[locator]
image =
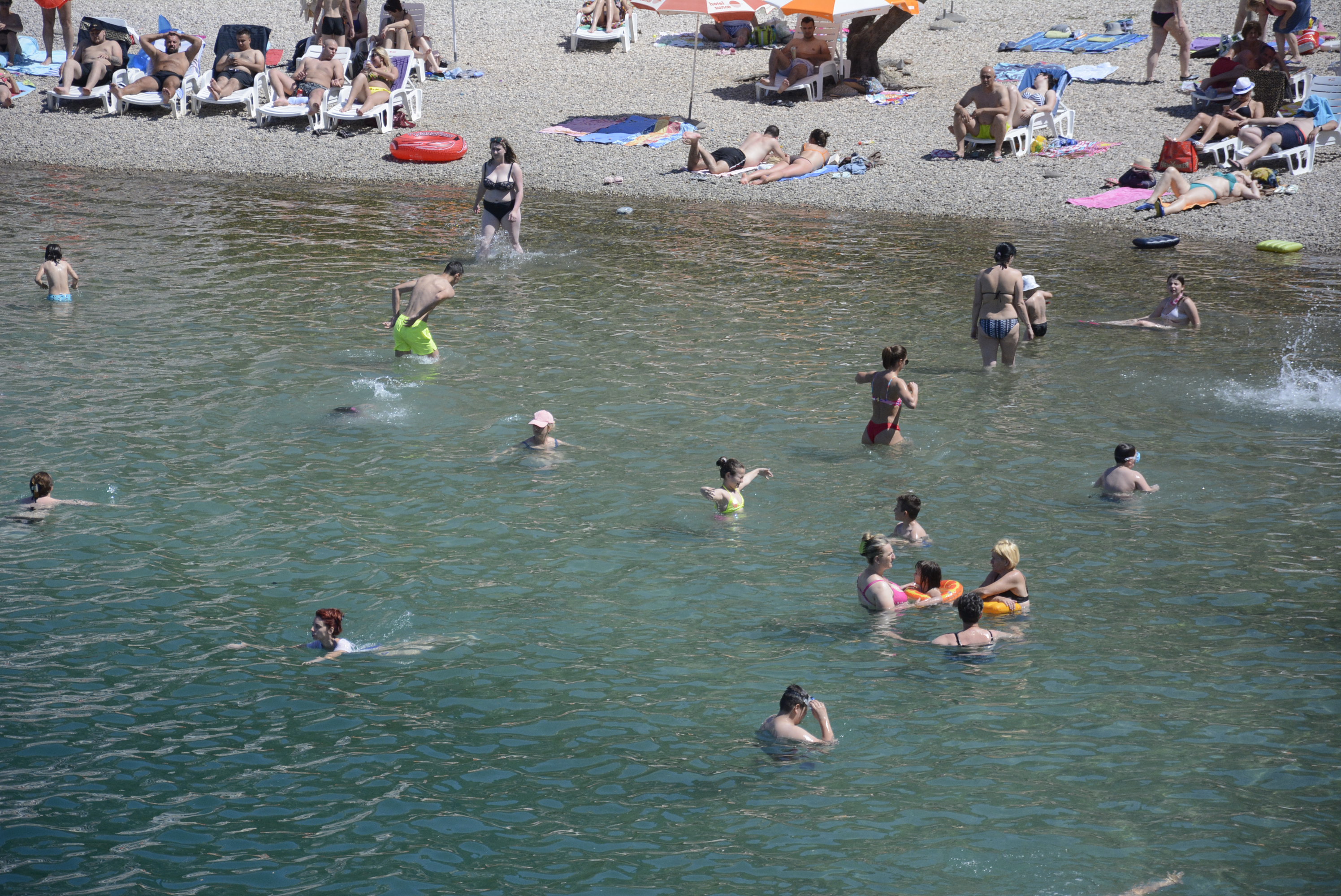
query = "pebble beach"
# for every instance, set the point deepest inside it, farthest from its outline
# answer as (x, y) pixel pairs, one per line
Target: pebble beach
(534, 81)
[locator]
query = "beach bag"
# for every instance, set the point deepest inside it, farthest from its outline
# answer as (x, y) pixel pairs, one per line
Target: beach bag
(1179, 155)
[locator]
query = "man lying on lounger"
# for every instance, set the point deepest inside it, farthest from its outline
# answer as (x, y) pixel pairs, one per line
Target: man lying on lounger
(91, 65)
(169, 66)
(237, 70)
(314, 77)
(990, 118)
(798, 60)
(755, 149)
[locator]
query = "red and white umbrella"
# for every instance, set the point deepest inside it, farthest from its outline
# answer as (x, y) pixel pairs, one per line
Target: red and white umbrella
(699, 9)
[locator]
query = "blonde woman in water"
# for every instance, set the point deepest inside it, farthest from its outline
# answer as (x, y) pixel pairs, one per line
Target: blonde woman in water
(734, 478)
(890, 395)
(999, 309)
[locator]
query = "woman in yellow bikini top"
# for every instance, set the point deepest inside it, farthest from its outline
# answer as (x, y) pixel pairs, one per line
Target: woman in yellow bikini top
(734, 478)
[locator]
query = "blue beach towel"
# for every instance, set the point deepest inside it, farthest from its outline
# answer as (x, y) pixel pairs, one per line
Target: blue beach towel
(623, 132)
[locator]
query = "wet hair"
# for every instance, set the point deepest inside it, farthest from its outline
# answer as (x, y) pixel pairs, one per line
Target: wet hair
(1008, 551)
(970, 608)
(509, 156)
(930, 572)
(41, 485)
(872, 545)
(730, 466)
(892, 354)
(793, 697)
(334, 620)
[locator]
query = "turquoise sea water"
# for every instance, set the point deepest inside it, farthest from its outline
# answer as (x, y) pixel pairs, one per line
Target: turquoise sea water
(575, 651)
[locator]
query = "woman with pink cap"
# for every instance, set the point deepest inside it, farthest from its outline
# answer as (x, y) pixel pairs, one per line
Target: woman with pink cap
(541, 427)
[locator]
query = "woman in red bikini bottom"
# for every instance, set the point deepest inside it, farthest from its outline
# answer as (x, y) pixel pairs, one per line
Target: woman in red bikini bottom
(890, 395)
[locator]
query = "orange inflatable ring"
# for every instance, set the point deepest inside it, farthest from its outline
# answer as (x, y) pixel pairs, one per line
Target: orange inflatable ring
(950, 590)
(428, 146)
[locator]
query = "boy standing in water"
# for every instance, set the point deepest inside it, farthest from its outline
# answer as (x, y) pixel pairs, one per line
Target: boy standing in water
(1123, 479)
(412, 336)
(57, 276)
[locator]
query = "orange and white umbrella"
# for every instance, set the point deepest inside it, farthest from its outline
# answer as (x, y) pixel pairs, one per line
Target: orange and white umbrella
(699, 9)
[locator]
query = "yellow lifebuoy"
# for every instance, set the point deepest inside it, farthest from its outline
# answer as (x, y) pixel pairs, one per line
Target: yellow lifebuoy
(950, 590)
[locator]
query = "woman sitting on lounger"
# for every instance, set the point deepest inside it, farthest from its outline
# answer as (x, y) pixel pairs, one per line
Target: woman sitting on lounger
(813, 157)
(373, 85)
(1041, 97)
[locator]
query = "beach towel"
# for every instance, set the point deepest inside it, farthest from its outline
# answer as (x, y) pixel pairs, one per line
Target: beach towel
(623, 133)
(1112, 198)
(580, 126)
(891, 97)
● ● ●
* _TASK GOAL_: Rewrite the listing from its start through the line containing "(1179, 155)", keeping every line but reducing each x and y coordinate in the answers by 51. Leave out the picture.

* _THE ANSWER_:
[locator]
image =
query = "pebble beach"
# for every instance, set the point deepest inside it, farthest from its outline
# answer as (x, y) pixel pairs, one per line
Target: pebble beach
(483, 30)
[locator]
query = "beach bag"
# for every instance, set the point deepest inside it, farthest from its outline
# answer as (x, y) pixel pairs, one per line
Target: beach bag
(1128, 104)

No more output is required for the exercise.